#### Material shown

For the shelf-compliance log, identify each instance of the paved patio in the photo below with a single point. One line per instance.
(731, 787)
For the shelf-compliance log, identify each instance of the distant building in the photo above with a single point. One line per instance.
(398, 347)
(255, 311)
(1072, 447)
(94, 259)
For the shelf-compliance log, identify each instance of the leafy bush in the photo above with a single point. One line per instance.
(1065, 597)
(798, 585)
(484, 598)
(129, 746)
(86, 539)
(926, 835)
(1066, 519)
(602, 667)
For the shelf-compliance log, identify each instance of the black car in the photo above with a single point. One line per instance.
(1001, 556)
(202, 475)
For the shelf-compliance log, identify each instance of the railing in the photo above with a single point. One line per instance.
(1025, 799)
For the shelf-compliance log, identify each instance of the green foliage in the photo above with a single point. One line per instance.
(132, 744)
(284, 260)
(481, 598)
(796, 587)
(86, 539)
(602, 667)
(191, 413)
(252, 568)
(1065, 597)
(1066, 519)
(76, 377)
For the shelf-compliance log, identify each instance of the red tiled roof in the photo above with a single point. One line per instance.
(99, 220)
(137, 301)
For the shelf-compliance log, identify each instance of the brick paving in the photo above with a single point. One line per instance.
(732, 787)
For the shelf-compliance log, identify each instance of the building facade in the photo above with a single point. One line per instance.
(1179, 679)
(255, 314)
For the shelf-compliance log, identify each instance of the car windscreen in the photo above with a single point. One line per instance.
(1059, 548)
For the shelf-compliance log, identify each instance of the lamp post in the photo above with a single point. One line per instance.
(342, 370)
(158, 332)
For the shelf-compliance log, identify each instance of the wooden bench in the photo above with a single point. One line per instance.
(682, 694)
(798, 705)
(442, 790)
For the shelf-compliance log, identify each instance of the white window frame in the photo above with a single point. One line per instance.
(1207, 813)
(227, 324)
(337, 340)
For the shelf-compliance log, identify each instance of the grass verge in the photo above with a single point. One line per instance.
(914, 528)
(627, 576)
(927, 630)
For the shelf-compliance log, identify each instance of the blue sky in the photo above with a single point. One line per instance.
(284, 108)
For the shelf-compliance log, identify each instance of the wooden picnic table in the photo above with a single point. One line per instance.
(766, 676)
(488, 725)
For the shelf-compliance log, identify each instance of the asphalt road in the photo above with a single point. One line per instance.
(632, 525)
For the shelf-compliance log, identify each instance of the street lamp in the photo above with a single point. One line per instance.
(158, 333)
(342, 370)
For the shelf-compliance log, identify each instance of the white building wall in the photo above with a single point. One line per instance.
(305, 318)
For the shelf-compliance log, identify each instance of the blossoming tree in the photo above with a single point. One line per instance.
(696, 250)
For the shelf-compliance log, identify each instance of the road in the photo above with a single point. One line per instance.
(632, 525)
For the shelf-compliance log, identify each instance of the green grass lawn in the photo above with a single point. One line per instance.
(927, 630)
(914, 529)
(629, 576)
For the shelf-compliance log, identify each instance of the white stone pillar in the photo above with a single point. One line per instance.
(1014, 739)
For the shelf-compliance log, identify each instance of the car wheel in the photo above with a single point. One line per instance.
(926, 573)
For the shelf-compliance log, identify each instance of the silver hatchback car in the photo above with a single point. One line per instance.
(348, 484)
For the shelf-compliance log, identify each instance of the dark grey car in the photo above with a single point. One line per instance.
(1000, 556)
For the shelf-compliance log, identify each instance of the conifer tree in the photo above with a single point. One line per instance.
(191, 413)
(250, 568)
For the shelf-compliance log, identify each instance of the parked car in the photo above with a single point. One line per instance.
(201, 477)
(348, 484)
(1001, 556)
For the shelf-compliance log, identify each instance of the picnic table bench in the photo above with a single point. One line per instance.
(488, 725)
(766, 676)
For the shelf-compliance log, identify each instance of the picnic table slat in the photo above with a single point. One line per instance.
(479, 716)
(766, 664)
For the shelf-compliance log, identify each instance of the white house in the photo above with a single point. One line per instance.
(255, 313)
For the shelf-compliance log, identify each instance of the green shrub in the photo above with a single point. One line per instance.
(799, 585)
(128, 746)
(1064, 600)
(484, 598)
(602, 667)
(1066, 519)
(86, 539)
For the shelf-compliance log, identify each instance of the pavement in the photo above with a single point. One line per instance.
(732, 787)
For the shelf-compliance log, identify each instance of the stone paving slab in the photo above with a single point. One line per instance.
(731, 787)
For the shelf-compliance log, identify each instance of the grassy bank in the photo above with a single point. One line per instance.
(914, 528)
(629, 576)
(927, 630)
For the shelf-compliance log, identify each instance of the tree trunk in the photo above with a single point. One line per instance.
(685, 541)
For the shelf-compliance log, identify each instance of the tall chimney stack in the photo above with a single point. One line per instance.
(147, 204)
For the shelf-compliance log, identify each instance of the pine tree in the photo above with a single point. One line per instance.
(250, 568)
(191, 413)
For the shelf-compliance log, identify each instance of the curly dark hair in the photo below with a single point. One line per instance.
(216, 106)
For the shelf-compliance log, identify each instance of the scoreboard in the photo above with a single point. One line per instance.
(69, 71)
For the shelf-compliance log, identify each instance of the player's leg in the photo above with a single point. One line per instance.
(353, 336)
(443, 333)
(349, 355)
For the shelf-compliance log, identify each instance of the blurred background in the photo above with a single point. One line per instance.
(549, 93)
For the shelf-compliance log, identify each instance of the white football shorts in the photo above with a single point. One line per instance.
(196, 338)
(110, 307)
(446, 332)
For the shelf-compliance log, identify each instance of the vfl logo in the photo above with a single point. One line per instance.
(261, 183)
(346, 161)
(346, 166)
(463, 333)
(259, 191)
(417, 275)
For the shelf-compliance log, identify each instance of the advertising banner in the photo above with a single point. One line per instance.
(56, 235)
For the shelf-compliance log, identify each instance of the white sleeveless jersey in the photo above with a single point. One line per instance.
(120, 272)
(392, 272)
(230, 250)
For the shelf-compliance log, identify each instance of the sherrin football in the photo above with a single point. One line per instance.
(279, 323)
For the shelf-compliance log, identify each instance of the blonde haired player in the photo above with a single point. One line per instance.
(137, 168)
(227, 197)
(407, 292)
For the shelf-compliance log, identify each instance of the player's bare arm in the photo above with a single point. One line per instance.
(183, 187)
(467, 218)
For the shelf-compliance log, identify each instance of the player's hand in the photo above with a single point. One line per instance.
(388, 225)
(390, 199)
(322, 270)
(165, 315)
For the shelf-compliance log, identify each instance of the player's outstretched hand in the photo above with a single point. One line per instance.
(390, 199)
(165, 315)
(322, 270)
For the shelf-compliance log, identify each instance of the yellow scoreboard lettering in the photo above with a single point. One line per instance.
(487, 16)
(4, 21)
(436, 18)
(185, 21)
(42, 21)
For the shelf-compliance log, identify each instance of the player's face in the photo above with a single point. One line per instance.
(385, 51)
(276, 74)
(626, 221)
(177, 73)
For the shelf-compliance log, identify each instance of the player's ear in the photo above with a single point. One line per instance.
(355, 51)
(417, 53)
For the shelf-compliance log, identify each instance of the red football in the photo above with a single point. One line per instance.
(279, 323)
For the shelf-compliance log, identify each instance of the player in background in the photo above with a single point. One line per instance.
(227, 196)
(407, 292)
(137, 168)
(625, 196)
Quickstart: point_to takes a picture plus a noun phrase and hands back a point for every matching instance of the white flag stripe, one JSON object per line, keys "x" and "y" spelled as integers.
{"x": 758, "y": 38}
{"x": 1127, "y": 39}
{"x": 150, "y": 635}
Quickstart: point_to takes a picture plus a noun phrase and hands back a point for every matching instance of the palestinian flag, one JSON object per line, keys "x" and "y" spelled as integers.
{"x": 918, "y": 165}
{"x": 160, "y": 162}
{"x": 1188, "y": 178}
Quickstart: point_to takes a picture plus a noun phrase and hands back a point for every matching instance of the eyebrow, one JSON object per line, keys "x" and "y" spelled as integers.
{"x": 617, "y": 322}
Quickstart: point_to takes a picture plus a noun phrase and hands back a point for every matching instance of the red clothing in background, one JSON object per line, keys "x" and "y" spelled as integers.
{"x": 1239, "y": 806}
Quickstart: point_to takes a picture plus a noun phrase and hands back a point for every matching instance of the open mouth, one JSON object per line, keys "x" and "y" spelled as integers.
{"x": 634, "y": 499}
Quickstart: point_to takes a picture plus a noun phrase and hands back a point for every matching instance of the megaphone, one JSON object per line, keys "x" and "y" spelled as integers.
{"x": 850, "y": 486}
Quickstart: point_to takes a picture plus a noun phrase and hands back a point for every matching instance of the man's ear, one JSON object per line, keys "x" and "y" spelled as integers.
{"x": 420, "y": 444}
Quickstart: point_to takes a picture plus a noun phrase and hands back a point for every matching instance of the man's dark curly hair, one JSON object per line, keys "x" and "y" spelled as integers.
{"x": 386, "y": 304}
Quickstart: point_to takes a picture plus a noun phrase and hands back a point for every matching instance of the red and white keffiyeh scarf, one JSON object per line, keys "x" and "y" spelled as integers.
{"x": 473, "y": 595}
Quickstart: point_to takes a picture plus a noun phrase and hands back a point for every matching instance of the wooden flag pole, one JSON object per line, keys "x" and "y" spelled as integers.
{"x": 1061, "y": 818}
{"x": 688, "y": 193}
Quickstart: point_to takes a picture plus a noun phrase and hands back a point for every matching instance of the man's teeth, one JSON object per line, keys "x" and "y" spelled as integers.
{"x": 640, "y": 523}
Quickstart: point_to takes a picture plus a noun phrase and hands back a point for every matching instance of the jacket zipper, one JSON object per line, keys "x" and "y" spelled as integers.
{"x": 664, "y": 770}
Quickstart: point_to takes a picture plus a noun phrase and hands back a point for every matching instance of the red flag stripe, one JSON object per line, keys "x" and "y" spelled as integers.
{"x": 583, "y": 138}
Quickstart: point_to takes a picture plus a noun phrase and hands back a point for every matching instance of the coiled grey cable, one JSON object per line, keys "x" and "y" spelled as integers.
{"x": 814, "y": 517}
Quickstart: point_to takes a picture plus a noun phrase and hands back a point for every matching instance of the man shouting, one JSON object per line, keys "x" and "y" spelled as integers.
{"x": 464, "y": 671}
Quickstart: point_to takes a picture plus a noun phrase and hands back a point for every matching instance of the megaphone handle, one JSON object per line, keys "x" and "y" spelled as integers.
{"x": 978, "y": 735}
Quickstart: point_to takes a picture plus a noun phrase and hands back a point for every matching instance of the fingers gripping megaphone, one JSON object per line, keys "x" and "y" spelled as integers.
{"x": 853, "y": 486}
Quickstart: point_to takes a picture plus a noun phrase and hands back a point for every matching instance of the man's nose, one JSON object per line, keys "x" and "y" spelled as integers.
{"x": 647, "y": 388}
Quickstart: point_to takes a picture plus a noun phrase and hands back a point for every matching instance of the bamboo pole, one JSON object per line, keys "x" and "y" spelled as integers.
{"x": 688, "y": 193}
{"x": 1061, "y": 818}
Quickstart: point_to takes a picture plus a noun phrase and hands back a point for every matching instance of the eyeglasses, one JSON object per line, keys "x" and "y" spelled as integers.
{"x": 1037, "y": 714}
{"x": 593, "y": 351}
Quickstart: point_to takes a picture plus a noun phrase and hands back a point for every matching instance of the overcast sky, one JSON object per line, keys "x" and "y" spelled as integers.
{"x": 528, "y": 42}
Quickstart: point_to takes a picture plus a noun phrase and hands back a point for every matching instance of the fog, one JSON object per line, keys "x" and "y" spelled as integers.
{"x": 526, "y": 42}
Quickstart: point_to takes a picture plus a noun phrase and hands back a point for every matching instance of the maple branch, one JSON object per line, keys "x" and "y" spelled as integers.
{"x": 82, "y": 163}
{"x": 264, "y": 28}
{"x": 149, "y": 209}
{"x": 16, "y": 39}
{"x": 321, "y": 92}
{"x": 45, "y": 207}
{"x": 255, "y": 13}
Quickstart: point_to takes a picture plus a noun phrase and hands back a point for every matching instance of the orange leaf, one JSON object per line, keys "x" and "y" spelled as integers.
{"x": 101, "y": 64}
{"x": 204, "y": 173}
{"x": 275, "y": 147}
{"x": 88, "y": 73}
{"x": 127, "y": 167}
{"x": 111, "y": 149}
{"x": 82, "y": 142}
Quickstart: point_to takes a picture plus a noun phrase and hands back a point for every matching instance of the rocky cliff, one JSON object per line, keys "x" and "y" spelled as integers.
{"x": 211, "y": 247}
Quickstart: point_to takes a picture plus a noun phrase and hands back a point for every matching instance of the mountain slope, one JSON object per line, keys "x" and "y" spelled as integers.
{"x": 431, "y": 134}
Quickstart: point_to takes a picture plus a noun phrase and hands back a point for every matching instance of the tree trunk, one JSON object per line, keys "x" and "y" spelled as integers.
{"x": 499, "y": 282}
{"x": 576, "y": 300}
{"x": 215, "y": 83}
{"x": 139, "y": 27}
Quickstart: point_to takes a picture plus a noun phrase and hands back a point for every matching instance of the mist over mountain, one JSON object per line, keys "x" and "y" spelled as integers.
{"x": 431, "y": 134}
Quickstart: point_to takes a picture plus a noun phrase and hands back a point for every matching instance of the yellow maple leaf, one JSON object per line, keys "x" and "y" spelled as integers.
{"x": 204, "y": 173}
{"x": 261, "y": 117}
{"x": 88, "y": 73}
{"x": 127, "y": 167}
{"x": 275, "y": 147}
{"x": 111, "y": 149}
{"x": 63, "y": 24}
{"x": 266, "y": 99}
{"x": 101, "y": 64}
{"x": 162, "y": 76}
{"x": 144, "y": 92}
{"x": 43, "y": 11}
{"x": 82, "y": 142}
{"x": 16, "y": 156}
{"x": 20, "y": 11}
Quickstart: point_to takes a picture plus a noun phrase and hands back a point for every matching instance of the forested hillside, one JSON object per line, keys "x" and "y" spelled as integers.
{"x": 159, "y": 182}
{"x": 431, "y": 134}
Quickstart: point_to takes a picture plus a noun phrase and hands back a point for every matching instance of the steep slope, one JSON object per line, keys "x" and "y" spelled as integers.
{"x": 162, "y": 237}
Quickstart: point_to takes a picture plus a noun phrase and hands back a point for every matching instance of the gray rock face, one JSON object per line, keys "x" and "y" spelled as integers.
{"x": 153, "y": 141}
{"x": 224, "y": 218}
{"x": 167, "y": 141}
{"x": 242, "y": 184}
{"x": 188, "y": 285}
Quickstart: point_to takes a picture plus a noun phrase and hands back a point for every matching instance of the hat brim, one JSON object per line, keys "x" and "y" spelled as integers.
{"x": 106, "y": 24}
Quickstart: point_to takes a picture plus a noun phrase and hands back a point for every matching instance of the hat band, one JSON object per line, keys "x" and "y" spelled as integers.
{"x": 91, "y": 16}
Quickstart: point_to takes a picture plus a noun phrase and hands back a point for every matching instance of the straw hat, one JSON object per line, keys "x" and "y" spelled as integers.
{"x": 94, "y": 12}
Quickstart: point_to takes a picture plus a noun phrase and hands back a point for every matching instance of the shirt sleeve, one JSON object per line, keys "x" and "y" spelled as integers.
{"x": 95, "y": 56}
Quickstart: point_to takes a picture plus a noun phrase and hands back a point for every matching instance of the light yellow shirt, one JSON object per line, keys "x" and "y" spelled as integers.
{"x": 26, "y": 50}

########

## Task item
Retype the lines above without alteration. The first is the one containing "of the gray", and the last is the final line of the data.

## Result of the exercise
Quickstart: point_to takes a picture plus a noun phrase and hands back a point for every matching instance of the gray rock face, one JSON object per line, keys "x" and "y" spelled as integers.
{"x": 153, "y": 141}
{"x": 224, "y": 218}
{"x": 167, "y": 141}
{"x": 242, "y": 184}
{"x": 188, "y": 285}
Quickstart: point_to takes a picture plus a noun phrase and hands back a point for every matching instance of the hat brim, one JSON object per line, keys "x" and "y" spelled as integers.
{"x": 106, "y": 24}
Quickstart: point_to takes a picture plus a noun phrase and hands back a point for every matching instance of the hat band, one JSON object per line, keys "x" and "y" spelled as integers.
{"x": 91, "y": 16}
Quickstart: point_to takes a picture plus a noun phrase and hands back a point for every matching instance of the straw hat, one JSON object per line, keys "x" and "y" spelled as integers.
{"x": 94, "y": 12}
Quickstart: point_to takes a picture plus a noun phrase and hands back a point for every matching instance of the shirt sleeve, one JSON object per line, keys "x" and "y" spelled as integers.
{"x": 95, "y": 56}
Quickstart: point_to takes a picture plus a noun phrase and hands back a point for every matching instance of the light yellow shirt, one JSON object per line, keys "x" and "y" spelled as integers.
{"x": 26, "y": 50}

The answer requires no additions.